= Stated task 1 =
In the Book Beat post, why does the writer call The Good Place finale remarkable? Please answer in one to three sentences.
= Stated task 2 =
Extend the Book Beat post, picking up right after its final sentence.

= Selected passage =
- - - - -

The Book Beat - January 31, 2020
As my bookstagram handle suggests, I try to fit in reading while mommying (and working and living). Some days I'm more successful than others. But when it's my birthday? I’m a big proponent of the “my day, my way” philosophy (the family loves when I repeat that mantra all day long). Plus, it doesn’t hurt to put a little book-nerd spin on it. When it's your birthday, I highly recommend grabbing a good book and heading to either a coffee bar or a regular bar to enjoy it (You better not be at work! I've never worked on my birthday and I don't plan on starting 20+ years in). What's better than doing that? Doing both!
Best of all, Nothing to See Here by Kevin Wilson is an excellent book! Quirky, funny, poignant. I loved it and can't wait to discuss with my book-club girls next week.
Now, onto the book news of the week that made me take my eyes off the page. I included some links below for some interesting reading-related tidbits. I also included my own review of The Good Place TV series finale. It's rare a TV show ends with a truly outstanding episode, but this one managed to do it. It's even rarer that a TV show so perfectly explored the human experience. If you've never seen it, I can't recommend it enough. It's funny, cute, romantic, zany, philosophical, profound, and excellent.
Looks like libraries were more popular than movies in 2019 and continue to be the most popular cultural activity in America. Yay!

- - - - -

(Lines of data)

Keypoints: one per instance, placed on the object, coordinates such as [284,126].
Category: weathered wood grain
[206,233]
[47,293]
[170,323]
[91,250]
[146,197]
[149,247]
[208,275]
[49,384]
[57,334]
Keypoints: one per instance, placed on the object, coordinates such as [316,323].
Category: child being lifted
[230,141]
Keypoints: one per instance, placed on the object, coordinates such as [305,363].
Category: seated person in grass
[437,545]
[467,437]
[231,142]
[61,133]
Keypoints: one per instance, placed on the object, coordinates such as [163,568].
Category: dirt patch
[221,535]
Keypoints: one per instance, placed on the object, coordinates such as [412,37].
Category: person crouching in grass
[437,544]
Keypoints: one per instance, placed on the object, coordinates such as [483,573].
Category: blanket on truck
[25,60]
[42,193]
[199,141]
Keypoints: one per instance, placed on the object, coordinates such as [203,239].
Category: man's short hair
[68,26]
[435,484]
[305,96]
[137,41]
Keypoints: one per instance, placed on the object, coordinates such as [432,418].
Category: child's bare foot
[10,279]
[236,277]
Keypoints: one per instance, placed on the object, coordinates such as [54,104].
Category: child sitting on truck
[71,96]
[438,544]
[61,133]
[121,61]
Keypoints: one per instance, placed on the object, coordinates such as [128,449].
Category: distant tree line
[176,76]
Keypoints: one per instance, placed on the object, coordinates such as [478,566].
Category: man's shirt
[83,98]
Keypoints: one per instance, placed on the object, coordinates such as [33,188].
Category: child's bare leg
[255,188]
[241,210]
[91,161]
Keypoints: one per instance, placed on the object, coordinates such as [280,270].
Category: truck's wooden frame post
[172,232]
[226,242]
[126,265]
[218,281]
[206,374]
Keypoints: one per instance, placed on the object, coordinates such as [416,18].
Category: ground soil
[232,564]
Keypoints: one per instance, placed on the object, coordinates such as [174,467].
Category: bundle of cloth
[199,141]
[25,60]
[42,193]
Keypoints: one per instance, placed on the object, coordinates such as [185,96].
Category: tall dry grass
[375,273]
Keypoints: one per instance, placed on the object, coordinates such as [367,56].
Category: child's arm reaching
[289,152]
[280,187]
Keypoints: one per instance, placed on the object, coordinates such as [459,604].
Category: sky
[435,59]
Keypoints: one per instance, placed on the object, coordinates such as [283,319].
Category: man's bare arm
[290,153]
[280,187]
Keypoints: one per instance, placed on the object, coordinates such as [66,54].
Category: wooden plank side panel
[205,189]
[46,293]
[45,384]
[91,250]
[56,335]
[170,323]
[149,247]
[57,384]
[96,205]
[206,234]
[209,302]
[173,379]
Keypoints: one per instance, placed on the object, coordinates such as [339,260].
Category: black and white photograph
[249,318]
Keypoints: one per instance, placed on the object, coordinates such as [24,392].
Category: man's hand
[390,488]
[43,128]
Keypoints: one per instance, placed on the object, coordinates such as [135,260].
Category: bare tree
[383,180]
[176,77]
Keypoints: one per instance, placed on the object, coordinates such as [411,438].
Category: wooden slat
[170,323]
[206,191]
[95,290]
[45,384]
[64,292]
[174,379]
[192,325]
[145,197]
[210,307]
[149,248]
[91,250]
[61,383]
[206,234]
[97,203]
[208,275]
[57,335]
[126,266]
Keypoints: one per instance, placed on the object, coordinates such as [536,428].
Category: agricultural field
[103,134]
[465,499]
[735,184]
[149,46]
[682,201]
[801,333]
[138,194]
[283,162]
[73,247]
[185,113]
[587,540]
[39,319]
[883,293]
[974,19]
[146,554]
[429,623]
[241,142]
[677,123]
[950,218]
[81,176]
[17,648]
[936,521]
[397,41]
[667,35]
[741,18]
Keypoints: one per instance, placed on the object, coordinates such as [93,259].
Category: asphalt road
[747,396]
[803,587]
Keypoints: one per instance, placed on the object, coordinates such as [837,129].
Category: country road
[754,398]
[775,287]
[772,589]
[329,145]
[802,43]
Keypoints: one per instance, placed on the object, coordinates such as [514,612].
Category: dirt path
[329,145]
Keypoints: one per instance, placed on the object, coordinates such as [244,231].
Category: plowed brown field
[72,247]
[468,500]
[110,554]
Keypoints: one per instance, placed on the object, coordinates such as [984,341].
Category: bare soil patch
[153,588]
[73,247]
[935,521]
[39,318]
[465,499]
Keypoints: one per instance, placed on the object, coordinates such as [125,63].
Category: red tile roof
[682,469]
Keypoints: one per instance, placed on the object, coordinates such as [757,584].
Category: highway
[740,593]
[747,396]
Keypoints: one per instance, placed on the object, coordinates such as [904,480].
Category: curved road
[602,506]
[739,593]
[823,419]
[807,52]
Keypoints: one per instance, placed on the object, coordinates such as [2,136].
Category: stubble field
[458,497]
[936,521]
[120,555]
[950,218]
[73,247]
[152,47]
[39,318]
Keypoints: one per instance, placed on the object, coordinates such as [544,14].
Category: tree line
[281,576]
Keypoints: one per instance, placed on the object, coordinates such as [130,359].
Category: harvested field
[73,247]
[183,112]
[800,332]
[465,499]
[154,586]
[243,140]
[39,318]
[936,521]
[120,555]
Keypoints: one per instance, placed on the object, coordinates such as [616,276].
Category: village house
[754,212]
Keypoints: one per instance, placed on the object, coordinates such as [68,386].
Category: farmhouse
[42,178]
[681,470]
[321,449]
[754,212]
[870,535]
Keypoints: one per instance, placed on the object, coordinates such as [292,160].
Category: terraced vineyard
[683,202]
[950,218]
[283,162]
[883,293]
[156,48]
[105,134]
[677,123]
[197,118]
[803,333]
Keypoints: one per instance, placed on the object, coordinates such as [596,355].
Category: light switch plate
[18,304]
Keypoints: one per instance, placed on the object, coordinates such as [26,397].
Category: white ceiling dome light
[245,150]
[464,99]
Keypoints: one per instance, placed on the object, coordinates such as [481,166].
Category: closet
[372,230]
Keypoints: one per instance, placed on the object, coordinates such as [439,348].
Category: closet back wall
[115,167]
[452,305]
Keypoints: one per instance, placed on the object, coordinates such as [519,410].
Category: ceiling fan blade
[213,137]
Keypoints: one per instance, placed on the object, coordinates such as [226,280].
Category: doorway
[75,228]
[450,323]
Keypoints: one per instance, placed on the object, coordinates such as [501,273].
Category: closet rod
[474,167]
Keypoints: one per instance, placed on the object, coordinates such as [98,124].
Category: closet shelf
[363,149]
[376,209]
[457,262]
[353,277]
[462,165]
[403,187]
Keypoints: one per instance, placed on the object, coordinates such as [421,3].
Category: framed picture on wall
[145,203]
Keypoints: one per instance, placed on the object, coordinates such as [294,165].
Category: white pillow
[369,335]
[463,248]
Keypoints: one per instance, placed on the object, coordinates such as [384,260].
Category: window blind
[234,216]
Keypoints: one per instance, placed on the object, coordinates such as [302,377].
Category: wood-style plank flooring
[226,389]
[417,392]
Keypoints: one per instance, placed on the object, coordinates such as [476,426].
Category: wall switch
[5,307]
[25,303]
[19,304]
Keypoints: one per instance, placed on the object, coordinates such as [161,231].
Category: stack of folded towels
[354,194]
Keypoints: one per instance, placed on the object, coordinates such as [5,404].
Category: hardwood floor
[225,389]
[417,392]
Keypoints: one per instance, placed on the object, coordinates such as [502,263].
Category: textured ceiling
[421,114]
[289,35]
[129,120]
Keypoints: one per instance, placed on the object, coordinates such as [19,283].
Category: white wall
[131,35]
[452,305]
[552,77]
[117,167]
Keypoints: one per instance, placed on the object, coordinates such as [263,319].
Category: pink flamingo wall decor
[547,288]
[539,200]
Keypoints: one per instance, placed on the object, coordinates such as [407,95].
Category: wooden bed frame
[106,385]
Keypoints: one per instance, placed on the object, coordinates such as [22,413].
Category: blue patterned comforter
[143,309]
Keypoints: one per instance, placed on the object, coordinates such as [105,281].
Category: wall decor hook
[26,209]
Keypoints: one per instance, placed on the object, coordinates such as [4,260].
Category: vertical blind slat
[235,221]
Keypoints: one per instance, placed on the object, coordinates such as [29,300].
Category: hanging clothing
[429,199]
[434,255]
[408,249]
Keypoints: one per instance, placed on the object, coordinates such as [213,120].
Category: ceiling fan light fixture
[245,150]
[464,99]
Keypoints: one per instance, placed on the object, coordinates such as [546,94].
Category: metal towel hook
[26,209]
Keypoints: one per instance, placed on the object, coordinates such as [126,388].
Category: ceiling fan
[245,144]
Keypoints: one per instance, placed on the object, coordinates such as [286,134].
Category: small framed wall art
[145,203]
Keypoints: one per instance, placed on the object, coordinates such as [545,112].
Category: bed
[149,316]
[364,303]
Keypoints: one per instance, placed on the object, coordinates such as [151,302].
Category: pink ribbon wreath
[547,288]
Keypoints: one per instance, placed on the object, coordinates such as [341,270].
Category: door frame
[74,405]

- - - - -

= Answer 1 =
The writer calls it remarkable because it is rare for a TV show to end with a truly outstanding episode, and this one managed to do it. The writer adds that it is even rarer for a TV show to explore the human experience so perfectly.

= Answer 2 =
Fee-Free Libraries FTW!
A lot of libraries have done away with fees for overdue books. I like this idea! I understand a fee if you keep a reserved book after its due date, but books you're just too busy to return? No need to have fees for those. I say that as a woman who is always just a few days late with mine. Ben Franklin called it a "free" library for a reason.
#feefreelibraries #benfranklin #philadelphiafreelibrary
Women Writers in Philly FTW!
Women writers--particularly women writers from Philly--are seeing their recent work celebrated by readers (and the best-seller lists!) and I couldn't be happier. As you know, I met Liz Moore a few weeks ago and she was wonderful. Humble, smart, supportive, and super friendly, as her most recent book Long Bright River received accolade after accolade. My book-club is reading it next month and I'm excited. Last week, I recommended Kiley Reid's Such a Fun Age. I loved it and it's so timely, considering its examination of privilege and how social media affects race relations in our country. I read Carmen Maria Machato's "The Husband Stitch" as part of my short-story challenge. It was provocative and definitely intriguing. And I just bought the audiobook of The Third Rainbow Girl.
I'm thrilled that these women have this supportive group to help them navigate the sometimes treacherous waters of the publishing industry. I'm also thrilled to see them doing so well and to hear how independent bookstores are booming, too. As always, I'll give a shout-out to my two local faves, which are not on the list in the article. Wellington Square Bookshop in Exton, PA, and Reads & Co. in Phoenixville, PA. Both are fabulous.
Definitely read this article. It's chock-full of exciting reading/book info!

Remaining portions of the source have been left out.